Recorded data
========

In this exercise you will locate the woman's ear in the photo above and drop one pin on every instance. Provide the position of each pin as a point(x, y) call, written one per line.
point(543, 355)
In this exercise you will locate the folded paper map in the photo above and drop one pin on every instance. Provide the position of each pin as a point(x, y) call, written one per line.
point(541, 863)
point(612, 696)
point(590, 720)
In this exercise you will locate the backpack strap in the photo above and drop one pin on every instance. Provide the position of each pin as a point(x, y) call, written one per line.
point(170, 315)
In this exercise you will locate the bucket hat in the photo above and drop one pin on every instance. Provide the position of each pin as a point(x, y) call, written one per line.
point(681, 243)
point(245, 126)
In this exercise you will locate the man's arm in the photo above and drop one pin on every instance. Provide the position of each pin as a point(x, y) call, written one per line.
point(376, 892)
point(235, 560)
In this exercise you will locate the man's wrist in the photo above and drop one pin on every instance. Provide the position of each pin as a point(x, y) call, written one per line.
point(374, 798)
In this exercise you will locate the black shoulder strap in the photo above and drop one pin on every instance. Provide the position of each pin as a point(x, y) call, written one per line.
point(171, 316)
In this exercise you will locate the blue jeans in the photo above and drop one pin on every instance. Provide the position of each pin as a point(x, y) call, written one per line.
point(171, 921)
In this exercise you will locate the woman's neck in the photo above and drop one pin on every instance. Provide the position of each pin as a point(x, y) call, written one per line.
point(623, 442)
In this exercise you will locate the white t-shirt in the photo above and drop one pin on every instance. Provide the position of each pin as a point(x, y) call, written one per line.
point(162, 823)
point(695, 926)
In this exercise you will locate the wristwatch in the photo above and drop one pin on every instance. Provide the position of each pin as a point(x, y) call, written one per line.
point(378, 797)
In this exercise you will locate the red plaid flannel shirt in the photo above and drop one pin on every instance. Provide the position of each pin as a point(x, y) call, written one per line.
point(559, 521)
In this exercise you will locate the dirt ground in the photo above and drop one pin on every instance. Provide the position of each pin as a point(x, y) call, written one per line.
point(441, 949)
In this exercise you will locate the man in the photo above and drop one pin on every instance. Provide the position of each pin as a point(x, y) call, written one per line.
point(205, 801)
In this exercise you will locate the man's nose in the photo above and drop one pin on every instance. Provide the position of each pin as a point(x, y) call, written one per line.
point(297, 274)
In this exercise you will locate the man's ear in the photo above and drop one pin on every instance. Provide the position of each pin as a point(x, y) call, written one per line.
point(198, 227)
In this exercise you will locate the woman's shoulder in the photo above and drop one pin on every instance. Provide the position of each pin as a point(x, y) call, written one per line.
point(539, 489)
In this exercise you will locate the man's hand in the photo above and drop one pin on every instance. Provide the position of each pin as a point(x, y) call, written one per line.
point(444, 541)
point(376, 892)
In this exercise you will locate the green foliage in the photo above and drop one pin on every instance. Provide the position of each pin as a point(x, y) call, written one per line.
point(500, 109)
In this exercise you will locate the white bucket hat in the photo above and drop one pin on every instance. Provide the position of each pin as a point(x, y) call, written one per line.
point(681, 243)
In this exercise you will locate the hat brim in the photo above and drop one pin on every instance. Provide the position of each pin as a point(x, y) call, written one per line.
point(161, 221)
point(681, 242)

========

Rewrite the entire listing above as a two-column CSV with the headers input and output. Each row should pair one instruction text with the answer that follows it, with both fields in double quotes and any line breaks replaced by spaces.

input,output
"In this exercise you will locate the woman's ear in the photo above and drop one pin on every instance. Provide the position of each pin as a point(x, y) call, written one per line.","point(543, 355)"
"In this exercise you will locate the folded paper map in the photo above and drop one pin on every instance. Provide the position of each pin as a point(x, y) call, written one per line.","point(541, 863) point(612, 696) point(590, 720)"
"In this exercise you will locate the backpack strap in the photo above and drop one pin on every instance. Provide the position of each pin as a point(x, y) call, written one per line.","point(170, 315)"
"In this exercise you will locate the bucket hat in the photo above and drop one pin on every instance. Provide the position of each pin as a point(x, y) call, written one per line.","point(681, 243) point(245, 126)"
"In this exercise you will locate the man's arm in the photo above and drop one pin on every instance. Provide the position of each pin as a point(x, y) call, written one per line.","point(376, 892) point(235, 560)"
"In this exercise you will locate the man's wrist in the photo above and drop one pin on every instance. Provide the position of each pin as a point(x, y) call, written one per line.","point(374, 798)"
"In this exercise you will locate the black shoulder strap in the photo above and drop one pin on every instance. Provide the position of each pin as a point(x, y) call, written one per line.","point(171, 316)"
"In this exercise you will locate the blue jeans in the photo above and drop one pin on every instance. Provide the position of each pin as a point(x, y) call, written one per line.","point(171, 921)"
"In this exercise you will locate the woman's neck in the photo above and drop one pin on every instance. Provide the position of each pin as a point(x, y) call, written one per line.","point(623, 442)"
"In this exercise you will locate the white t-shirt in the photo above and drop one pin on every instance. Provide the position of each pin as a point(x, y) call, written one per line.","point(162, 823) point(695, 926)"
"In this exercise you will locate the wristwatch in the photo above and drop one pin on every instance. Provide the position of each pin as a point(x, y) call, written one per line.","point(378, 797)"
"In this exercise you will locate the red plaid flannel shirt in the photo above and drop one pin on every instance. Provide the position of each pin as a point(x, y) call, written one per line.","point(559, 521)"
"In this exercise you will locate the dirt ground in the photo above and drop one pin on every instance. Provide the position of each pin as a point(x, y) call, written one per line.","point(441, 949)"
"In this exercise you will locate the man in the photo above and drop one pin on every instance. Provide the position of each pin as a point(x, y) call, written one per line.","point(205, 801)"
"In this exercise you will locate the man's nose in the photo above and drop one pin on every instance. Provide the position of each pin as a point(x, y) call, written one per line.","point(297, 274)"
"In this exercise you will locate the man's ear in the photo above and drop one pin on every instance. Provide the position of each pin as a point(x, y) call, written one per line.","point(198, 227)"
"In this exercise you will locate the woman's shoulder in the photo above and drop one pin on every instance. Provide the position of each pin as a point(x, y) call, written one per line.","point(539, 489)"
"In this exercise you will locate the man's hand in the photo above and drop one pin on every instance. Provide the position of each pin as a point(x, y) call, written one per line.","point(444, 541) point(376, 892)"
"In this exercise you will locate the green foliage in the photo above and drop one pin on every instance. Provide the position of each pin as a point(x, y) call, written one per line.","point(500, 109)"
"In this exercise you will locate the white bucket hat in the photo above and drop one pin on every instance. Provide the position of each pin as a point(x, y) call, written one per line.","point(681, 243)"
"In this exercise you will locate the hat brim in the photo above and drop one pin on every instance. Provide the position of each pin as a point(x, y) call, written one per line.","point(161, 221) point(681, 242)"